*Extract provided*:
Opinion
No. CR–15–330
11-19-2015
Cortinez Law Firm, by: Robert R. Cortinez, Sr., for appellant. Leslie Rutledge, Att'y Gen., by: Rachel Kemp, Ass't Att'y Gen., for appellee.
Cortinez Law Firm, by: Robert R. Cortinez, Sr., for appellant.
Leslie Rutledge, Att'y Gen., by: Rachel Kemp, Ass't Att'y Gen., for appellee.
Opinion
JOSEPHINE LINKER HART, Associate Justice
Dereck Pelletier appeals from a Faulkner County Circuit Court order denying his petition for postconviction relief. He filed the petition seeking relief from the sentence that he had received pursuant to a negotiated-plea agreement. In the petition, he asserted various theories for relief, but at the circuit court hearing, he abandoned all of the claims except his request for a writ of error coram nobis. On appeal, he argues that the circuit court erred when it failed to grant his petition for the writ. We affirm the circuit court.
Pelletier was charged with thirty counts of distributing, possessing, or viewing matter depicting sexually explicit conduct involving a child, first offense, a violation of Arkansas Code Annotated section 5–27–602 (Repl. 2013). The charges stemmed from his on-line sharing of thirty pornographic images involving children. The recipient was Shannon Cook, an investigator with the Faulkner County Sheriff's Department. He pled guilty to all charges in exchange for a sentence of ten years on each of the charges, with six of the charges set to run consecutively and the balance of the charges set to run concurrently. Effectively, Pelletier received a sixty-year sentence in the Arkansas Department of Correction. The sentencing order was filed on June 26, 2013. Pelletier did not petition for postconviction relief pursuant to Rule 37.1 of the Arkansas Rules of Criminal Procedure within the time specified by the rule.
On June 20, 2014, Pelletier filed a pro se petition for writ of error coram nobis and other relief. He subsequently retained counsel. Pelletier's final petition stated that he had been illegally sentenced for thirty crimes because he had sent only a single computer file, which made his conduct “one (1) crime, one (1) sequence of events, one (1) impulse that was uninterrupted, one (1) episode, on one (1) screen, at one (1) and only one (1) time.” After an October 29, 2014 hearing at which he was represented by counsel, the circuit court denied his petition. The circuit court found that the relief Pelletier was seeking was more in the nature of Rule 37 relief, which was untimely; that Arkansas Code Annotated section 5–27–602 did not prohibit each photograph supporting a separate charge; and that Pelletier was not coerced into accepting the plea recommendation.

*Stated task 1*: Transcribe the opinion word for word from "On June 20, 2014, Pelletier" to "the plea recommendation.".
*Stated task 2*: In the opinion, on what date was Pelletier's sentencing order filed?
*Stated task 3*: Continue the Pelletier court opinion from the point where it stops.
The records come from a separate source and are unrelated to the opinion.

*Extracted records*:
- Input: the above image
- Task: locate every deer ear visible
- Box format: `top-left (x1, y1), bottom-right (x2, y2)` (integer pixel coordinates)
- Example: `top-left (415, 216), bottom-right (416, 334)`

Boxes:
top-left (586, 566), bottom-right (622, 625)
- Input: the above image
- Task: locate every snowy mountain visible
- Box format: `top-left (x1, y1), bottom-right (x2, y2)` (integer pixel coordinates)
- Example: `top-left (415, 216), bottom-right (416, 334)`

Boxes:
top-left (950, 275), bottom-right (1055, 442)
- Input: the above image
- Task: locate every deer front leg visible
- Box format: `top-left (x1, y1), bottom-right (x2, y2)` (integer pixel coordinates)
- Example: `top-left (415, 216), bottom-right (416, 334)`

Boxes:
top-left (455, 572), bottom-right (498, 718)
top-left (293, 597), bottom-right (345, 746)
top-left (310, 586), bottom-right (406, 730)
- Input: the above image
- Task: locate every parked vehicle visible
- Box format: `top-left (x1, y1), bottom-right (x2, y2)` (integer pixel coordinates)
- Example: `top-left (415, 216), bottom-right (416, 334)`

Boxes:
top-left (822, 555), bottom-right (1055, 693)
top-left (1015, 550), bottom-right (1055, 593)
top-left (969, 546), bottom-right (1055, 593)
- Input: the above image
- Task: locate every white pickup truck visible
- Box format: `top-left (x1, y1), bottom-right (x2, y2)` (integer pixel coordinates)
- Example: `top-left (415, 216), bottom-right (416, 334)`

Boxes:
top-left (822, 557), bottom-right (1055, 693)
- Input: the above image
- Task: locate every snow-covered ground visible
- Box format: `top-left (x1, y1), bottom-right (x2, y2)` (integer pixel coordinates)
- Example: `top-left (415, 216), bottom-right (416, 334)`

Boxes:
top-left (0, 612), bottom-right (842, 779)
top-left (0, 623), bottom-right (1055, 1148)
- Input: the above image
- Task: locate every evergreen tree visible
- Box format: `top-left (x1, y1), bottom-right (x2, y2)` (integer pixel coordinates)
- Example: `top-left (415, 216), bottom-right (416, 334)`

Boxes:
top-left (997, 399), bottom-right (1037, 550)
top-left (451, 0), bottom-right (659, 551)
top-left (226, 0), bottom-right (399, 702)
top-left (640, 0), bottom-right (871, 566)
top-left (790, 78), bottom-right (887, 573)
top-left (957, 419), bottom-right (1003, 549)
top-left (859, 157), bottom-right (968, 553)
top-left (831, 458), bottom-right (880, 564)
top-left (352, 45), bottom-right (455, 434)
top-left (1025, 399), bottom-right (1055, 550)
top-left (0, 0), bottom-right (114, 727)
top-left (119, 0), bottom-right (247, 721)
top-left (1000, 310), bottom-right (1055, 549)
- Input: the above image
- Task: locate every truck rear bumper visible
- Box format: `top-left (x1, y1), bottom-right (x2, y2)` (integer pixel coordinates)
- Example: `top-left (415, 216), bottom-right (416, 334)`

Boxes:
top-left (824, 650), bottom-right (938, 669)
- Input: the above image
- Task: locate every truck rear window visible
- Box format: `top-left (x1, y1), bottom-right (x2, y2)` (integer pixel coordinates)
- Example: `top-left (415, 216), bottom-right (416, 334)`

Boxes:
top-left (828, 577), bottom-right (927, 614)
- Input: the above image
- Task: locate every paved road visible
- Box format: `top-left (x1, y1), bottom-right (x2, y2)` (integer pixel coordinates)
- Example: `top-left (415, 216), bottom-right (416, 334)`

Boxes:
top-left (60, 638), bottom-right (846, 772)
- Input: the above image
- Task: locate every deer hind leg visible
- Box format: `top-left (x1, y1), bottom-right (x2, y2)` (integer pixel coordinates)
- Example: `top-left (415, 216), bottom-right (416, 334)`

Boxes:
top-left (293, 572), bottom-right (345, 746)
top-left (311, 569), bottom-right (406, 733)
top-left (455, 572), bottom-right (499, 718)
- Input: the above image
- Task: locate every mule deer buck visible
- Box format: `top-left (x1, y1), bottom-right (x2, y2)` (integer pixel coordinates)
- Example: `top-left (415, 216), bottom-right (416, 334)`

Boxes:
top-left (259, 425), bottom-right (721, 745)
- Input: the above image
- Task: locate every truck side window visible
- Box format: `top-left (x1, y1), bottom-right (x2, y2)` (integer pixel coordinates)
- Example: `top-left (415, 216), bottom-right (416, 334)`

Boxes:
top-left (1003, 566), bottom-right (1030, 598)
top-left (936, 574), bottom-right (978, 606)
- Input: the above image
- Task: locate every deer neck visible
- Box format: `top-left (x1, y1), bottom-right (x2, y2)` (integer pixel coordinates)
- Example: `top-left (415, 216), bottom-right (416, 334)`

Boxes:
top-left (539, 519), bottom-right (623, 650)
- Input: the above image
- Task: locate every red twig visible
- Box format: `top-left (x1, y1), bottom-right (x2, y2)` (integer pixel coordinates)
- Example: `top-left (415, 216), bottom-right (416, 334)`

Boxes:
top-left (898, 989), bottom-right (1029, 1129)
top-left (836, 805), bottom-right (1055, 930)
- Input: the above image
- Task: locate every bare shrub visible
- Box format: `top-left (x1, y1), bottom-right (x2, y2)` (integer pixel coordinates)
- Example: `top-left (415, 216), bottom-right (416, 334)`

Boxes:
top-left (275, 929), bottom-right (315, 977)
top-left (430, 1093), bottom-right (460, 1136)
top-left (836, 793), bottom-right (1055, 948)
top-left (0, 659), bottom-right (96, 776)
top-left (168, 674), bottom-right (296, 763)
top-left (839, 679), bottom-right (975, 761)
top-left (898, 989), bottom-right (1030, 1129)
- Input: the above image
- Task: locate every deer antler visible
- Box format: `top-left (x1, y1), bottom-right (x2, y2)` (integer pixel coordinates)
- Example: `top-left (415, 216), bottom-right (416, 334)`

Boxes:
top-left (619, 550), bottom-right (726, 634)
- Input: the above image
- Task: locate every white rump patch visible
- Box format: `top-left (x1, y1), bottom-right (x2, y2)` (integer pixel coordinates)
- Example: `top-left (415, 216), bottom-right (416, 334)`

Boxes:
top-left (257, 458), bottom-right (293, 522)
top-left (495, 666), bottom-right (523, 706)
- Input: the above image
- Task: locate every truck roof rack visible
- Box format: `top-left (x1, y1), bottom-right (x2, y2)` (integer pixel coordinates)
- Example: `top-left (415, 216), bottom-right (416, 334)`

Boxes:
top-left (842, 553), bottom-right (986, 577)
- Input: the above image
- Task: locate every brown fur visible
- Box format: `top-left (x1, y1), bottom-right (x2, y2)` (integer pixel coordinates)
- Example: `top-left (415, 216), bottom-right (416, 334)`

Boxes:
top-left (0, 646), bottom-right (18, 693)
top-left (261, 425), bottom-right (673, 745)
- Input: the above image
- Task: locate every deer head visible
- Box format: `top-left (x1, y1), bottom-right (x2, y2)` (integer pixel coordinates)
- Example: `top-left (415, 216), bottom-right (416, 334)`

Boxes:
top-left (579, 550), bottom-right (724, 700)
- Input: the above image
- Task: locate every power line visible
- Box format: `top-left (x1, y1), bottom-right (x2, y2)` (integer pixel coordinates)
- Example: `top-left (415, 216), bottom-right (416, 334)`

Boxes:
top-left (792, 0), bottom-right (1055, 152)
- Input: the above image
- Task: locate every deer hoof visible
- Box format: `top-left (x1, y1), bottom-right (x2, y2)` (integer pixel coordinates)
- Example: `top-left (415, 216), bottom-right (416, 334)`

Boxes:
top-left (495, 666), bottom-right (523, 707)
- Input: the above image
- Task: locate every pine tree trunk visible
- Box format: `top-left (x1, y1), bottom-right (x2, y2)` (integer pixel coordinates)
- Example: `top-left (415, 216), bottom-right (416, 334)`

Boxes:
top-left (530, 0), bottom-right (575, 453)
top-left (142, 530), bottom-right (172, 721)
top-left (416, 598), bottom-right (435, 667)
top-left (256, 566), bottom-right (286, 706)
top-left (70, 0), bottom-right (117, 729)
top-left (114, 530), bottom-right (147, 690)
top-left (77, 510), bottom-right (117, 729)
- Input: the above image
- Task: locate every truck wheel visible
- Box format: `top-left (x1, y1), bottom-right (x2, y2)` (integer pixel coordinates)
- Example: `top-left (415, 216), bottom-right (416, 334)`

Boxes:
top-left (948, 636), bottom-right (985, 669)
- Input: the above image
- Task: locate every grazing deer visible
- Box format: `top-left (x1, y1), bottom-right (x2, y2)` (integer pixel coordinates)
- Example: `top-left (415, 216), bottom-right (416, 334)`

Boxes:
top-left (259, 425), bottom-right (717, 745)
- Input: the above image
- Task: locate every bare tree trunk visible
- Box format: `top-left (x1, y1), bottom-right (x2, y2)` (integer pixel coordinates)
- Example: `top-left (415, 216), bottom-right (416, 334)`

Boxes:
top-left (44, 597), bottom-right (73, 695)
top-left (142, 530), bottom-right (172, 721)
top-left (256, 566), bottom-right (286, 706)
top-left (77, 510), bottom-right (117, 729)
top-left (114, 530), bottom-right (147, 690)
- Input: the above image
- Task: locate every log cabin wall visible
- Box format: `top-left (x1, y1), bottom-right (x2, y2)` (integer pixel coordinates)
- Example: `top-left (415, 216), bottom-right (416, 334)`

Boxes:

*Reply 1*:
On June 20, 2014, Pelletier filed a pro se petition for writ of error coram nobis and other relief. He subsequently retained counsel. Pelletier's final petition stated that he had been illegally sentenced for thirty crimes because he had sent only a single computer file, which made his conduct “one (1) crime, one (1) sequence of events, one (1) impulse that was uninterrupted, one (1) episode, on one (1) screen, at one (1) and only one (1) time.” After an October 29, 2014 hearing at which he was represented by counsel, the circuit court denied his petition. The circuit court found that the relief Pelletier was seeking was more in the nature of Rule 37 relief, which was untimely; that Arkansas Code Annotated section 5–27–602 did not prohibit each photograph supporting a separate charge; and that Pelletier was not coerced into accepting the plea recommendation.

*Reply 2*: June 26, 2013.

*Reply 3*:
On appeal, Pelletier argues that the circuit court erred in denying his petition. He reminds us that the function of the writ is to secure relief from a judgment rendered while there existed some fact that would have prevented its rendition had it been known to the circuit court and which, through nonnegligence or fault of the defendant, was not brought forward before rendition of the judgment. Citing Riley v. State, 2015 Ark. 232, 2015 WL 2452524 (per curiam), he acknowledges that a writ of error coram nobis is an extraordinarily rare remedy, available to address certain errors that are found in one of four categories: insanity at the time of trial, a coerced guilty plea, material evidence withheld by the prosecutor, or a third-party confession to the crime during the time between conviction and appeal. Pelletier nonetheless asserts that a writ of error coram nobis is the appropriate remedy in this case because his guilty plea was “coerced” and “illegal.” He contends that the judge, the prosecutor, and his own counsel led him to believe that he had committed thirty separate offenses, which he argues was false. Pelletier argues that under Arkansas Code Annotated section 5–1–110(a)(5) (Repl. 2013), he could not have been convicted of more than one offense because his sharing of the file was one continuous course of conduct. The statute states,
(a) When the same conduct of a defendant may establish the commission of more than one (1) offense, the defendant may be prosecuted for each such offense. However, the defendant may not be convicted of more than one (1) offense if:
(5) The conduct constitutes an offense defined as a continuing course of conduct and the defendant's course of conduct was uninterrupted, unless the law provides that a specific period of the course of conduct constitutes a separate offense,
Id. He contends that he pled guilty because he relied on the “misconception” of his trial counsel and the prosecutor that the sentencing offer was a “good deal” and because the judge, the prosecutor, and his own counsel were “unaware” of section 5–1–110(a)(5).
Error coram nobis proceedings are attended by a strong presumption that the judgment of conviction is valid. Nelson v. State, 2014 Ark. 91, 431 S.W.3d 852. We review decisions of the circuit court granting or denying a writ of error coram nobis under an abuse-of-discretion standard. State v. Tejeda–Acosta, 2013 Ark. 217, 427 S.W.3d 673. An abuse-of-discretion lies when the circuit court's decision is rendered improvidently, thoughtlessly, or without due consideration. Grant v. State, 357 Ark. 91, 161 S.W.3d 785 (2004).
We believe that the case before us is squarely controlled by our recent decision in Nelson v. State. In Nelson, this court affirmed the circuit court's denial of a writ of error coram nobis. As in Nelson, Pelletier does not claim that he was innocent or that his plea was coerced “as a result of fear, duress, or threats of mob violence.” Id. at 4. Further, like the appellant in Nelson, Pelletier does not assert that he was subjected to any type of mistreatment or forced to go before the court and enter his plea. Id. The Nelson court held that the mere pressure to plead guilty, occasioned by the fear of a more severe sentence, is not coercion. Id. The acts described by Pelletier as “misconception” on the part of his counsel, the prosecutor, and the trial judge do not constitute the type of coercion required for coram nobis relief.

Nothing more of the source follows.